** AVAILABLE RECORDS follows **
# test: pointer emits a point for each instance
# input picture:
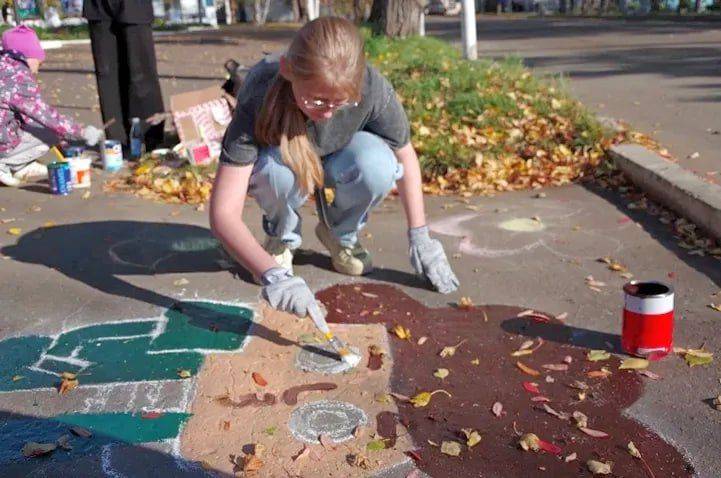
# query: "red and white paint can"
(647, 319)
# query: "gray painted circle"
(321, 358)
(337, 420)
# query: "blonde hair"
(328, 51)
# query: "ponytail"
(282, 123)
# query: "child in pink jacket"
(28, 125)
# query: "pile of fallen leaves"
(161, 179)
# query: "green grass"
(444, 93)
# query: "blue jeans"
(361, 174)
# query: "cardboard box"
(201, 116)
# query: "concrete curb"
(57, 44)
(672, 186)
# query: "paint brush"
(346, 354)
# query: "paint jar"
(59, 178)
(80, 171)
(112, 154)
(647, 319)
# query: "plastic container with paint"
(80, 171)
(647, 319)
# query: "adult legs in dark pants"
(127, 77)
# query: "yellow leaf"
(401, 332)
(441, 373)
(633, 364)
(598, 355)
(424, 398)
(452, 448)
(530, 442)
(473, 438)
(526, 369)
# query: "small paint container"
(112, 153)
(648, 319)
(80, 171)
(59, 178)
(73, 151)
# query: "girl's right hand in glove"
(288, 293)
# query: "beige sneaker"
(280, 252)
(353, 261)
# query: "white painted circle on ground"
(334, 419)
(522, 225)
(321, 358)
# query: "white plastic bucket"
(80, 171)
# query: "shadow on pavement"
(662, 233)
(108, 452)
(563, 334)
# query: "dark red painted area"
(475, 388)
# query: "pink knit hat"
(24, 40)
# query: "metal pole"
(468, 30)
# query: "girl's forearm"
(410, 186)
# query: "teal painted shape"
(127, 351)
(128, 427)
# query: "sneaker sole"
(357, 268)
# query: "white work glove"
(288, 293)
(430, 261)
(91, 135)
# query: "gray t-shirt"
(378, 112)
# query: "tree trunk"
(396, 18)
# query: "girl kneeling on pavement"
(318, 117)
(28, 125)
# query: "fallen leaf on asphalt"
(465, 303)
(450, 351)
(603, 373)
(633, 450)
(527, 370)
(649, 374)
(540, 398)
(695, 357)
(551, 411)
(473, 438)
(424, 398)
(556, 367)
(258, 379)
(64, 442)
(441, 373)
(593, 433)
(580, 418)
(452, 448)
(401, 332)
(37, 449)
(599, 467)
(597, 355)
(531, 387)
(529, 442)
(303, 453)
(633, 364)
(81, 432)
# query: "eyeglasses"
(318, 104)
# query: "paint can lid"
(650, 289)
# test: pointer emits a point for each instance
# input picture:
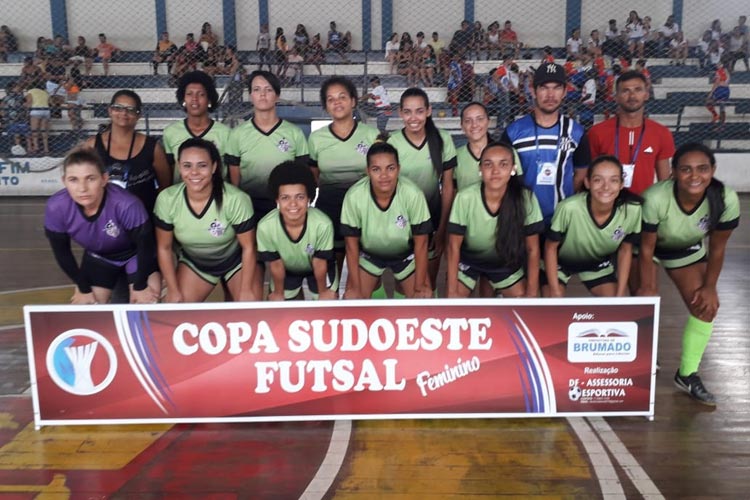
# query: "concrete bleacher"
** End of AVAILABLE RECORDS **
- _ACTIVITY_
Send back the data above verbatim, leaving out its pictures.

- _SOLUTION FOR THIS TASK_
# test: pointer emits a point for each instance
# input picture:
# query: "red and white paint can"
(647, 319)
# query: "gray painted circle"
(321, 358)
(337, 420)
# query: "blonde hair"
(328, 51)
# query: "ponytail"
(282, 123)
# query: "child in pink jacket"
(28, 125)
# query: "pile of fallen leaves"
(161, 179)
# query: "green grass"
(444, 93)
# query: "blue jeans"
(361, 174)
# query: "cardboard box"
(201, 116)
# query: "concrete curb"
(57, 44)
(672, 186)
# query: "paint brush"
(346, 354)
# query: "paint jar"
(59, 178)
(80, 171)
(112, 154)
(647, 319)
# query: "plastic container with paint"
(80, 171)
(647, 319)
# query: "adult legs in dark pants"
(127, 77)
# query: "yellow leaf"
(401, 332)
(441, 373)
(633, 364)
(598, 355)
(424, 398)
(452, 448)
(530, 442)
(473, 438)
(526, 369)
# query: "small paint container"
(112, 153)
(648, 319)
(80, 171)
(59, 178)
(73, 151)
# query: "girl's right hand in glove"
(288, 293)
# query: "beige sneaker"
(280, 252)
(353, 261)
# query: "white painted circle on ground"
(334, 419)
(522, 225)
(321, 358)
# query: "white plastic bucket"
(80, 171)
# query: "shadow on pavement"
(662, 233)
(108, 452)
(563, 334)
# query: "dark red painted area"
(475, 388)
# query: "pink knit hat"
(24, 40)
# query: "metal pole"
(468, 30)
# query: "girl's forearm"
(410, 186)
# query: "teal painted shape"
(127, 351)
(128, 427)
# query: "sneaker sole"
(357, 268)
# query: "white work glove"
(288, 293)
(430, 261)
(91, 135)
# query: "gray t-shirt"
(378, 112)
# query: "tree trunk"
(396, 18)
# query: "girl kneeling on pavement"
(318, 117)
(28, 125)
# query: "fallen leaf on asphalt"
(465, 303)
(450, 351)
(603, 373)
(633, 450)
(527, 370)
(649, 374)
(540, 398)
(695, 357)
(551, 411)
(473, 438)
(424, 398)
(556, 367)
(258, 379)
(64, 442)
(441, 373)
(593, 433)
(580, 418)
(452, 448)
(401, 332)
(37, 449)
(599, 467)
(597, 355)
(531, 387)
(529, 442)
(303, 453)
(633, 364)
(81, 432)
# query: "eyeglasses"
(318, 104)
# query: "paint can lid"
(650, 289)
# test: pointer emits a point for each instance
# input picture:
# query: "concrete bleacher"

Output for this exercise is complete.